:: Saved entries ::
--
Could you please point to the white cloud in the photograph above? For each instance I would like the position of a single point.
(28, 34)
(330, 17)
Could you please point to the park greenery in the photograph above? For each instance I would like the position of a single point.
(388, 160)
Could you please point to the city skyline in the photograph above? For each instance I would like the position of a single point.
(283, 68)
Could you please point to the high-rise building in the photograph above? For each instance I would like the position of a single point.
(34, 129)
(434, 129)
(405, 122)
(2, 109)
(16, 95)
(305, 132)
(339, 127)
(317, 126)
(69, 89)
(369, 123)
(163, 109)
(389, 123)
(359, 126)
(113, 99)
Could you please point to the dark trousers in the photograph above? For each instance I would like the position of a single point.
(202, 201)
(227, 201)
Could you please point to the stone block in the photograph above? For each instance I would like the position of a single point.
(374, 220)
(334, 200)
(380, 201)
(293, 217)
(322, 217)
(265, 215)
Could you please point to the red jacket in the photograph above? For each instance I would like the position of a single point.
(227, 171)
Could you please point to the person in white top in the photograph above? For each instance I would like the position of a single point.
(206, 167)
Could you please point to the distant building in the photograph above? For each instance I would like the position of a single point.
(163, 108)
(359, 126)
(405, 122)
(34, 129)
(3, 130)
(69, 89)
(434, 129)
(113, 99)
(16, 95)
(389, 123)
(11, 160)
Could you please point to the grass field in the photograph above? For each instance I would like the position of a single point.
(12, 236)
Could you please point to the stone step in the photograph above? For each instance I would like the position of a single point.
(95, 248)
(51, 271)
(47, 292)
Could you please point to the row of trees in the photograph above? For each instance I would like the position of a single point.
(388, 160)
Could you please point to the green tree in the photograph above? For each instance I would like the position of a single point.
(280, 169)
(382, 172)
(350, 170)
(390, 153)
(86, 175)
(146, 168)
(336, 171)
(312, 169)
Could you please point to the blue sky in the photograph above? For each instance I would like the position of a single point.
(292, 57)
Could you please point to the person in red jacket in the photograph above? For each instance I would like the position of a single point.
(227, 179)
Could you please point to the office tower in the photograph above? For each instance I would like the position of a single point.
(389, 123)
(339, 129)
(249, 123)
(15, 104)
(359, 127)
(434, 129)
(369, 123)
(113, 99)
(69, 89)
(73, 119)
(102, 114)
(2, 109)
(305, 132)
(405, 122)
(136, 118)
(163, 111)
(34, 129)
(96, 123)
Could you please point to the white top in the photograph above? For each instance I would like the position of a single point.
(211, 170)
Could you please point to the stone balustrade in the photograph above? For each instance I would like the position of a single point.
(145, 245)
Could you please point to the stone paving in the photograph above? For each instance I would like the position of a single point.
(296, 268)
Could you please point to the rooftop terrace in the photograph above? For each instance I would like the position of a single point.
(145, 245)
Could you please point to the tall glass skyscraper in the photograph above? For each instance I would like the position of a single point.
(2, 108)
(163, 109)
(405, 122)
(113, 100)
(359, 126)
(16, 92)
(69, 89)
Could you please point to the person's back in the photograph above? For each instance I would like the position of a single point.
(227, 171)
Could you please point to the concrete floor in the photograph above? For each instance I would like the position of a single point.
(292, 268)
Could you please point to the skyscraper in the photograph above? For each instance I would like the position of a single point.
--
:: Exercise description ::
Please return all of the entries exactly as they were given.

:: Response area ::
Could you please point to the white cloud in the photograph above? For each instance I would like the position of a single point.
(28, 34)
(330, 17)
Could you please point to the park greenery in the photograph above? For each instance I would like the position of a single point.
(388, 160)
Could you please point to the city skyline in the photograph above? For each instance I would like the position of a single point.
(283, 68)
Could you please point to the high-rise building in the photograph above? For each instance I would like the position of a single point.
(34, 129)
(434, 129)
(405, 122)
(2, 109)
(16, 95)
(305, 132)
(339, 127)
(317, 126)
(69, 89)
(369, 123)
(163, 109)
(389, 123)
(359, 126)
(113, 99)
Could you please point to the dark trousers in the photograph above? For each instance I would like the position of a single point.
(202, 201)
(227, 201)
Could you please point to the stone block in the photograph above? For each instance I would like the position of a single point.
(374, 220)
(334, 200)
(380, 201)
(293, 217)
(322, 217)
(265, 215)
Could you please point to the red jacket in the photograph above? For each instance I would like the position of a single point.
(227, 171)
Could you please point to the person in white top in the photograph above? For each instance I would like the position of a single point.
(206, 167)
Could you please point to the distant building in the photograph above? For each instance I would like the position of a single point.
(163, 108)
(359, 126)
(405, 122)
(34, 129)
(3, 130)
(69, 89)
(434, 129)
(113, 99)
(16, 95)
(389, 123)
(11, 160)
Could you please point to the grass field in the photograph above? For each instance I would like the position of a single point.
(12, 236)
Could you please point to the stone step in the photograph above? For each instance I would like the position of a single point.
(95, 248)
(51, 271)
(47, 292)
Could you please point to the row of trees in the photograph above? For each instance I would like the position of a single point.
(388, 160)
Could you please point to the green tree in the photograph above? For each instance I would like the position of a single point.
(280, 169)
(382, 172)
(350, 170)
(390, 153)
(86, 175)
(146, 168)
(336, 171)
(312, 169)
Could you please point to the blue sky in the photograph above? For each instance I would like the position of a single point.
(292, 57)
Could you please point to the person in red jacket in the photograph above? For each instance I would like the position of a single point.
(227, 179)
Could you please point to the office tower in the photograph above? For each instance I would like the position of a single point.
(389, 123)
(339, 129)
(249, 123)
(15, 104)
(359, 127)
(434, 129)
(369, 123)
(113, 99)
(69, 89)
(73, 119)
(102, 114)
(2, 109)
(305, 132)
(405, 122)
(136, 118)
(163, 111)
(34, 129)
(96, 123)
Could you please point to the white top in the photograph above? For each instance I would like the position of a single point.
(211, 170)
Could you please point to the stone balustrade in the photograph above? For each instance I would like the position of a single point.
(145, 245)
Could you please point to the stone paving in the photograph above? For each instance I would like the position of a single point.
(296, 268)
Could you please point to the rooftop terrace in the photograph above? For each instance I would like the position of a single point.
(145, 245)
Could you please point to the tall glass skyscraper in the photograph above? For each instance I would like the position of a single point.
(2, 108)
(163, 109)
(405, 122)
(113, 100)
(359, 126)
(16, 92)
(69, 89)
Could you please point to the person's back in the photograph above? For each instance I would like the position of a single point.
(227, 171)
Could you please point to the concrete floor in the photograph above? For each instance I would like the position of a single point.
(292, 268)
Could you please point to the skyscraper in the photograph above? For each instance I would like the position of a single point.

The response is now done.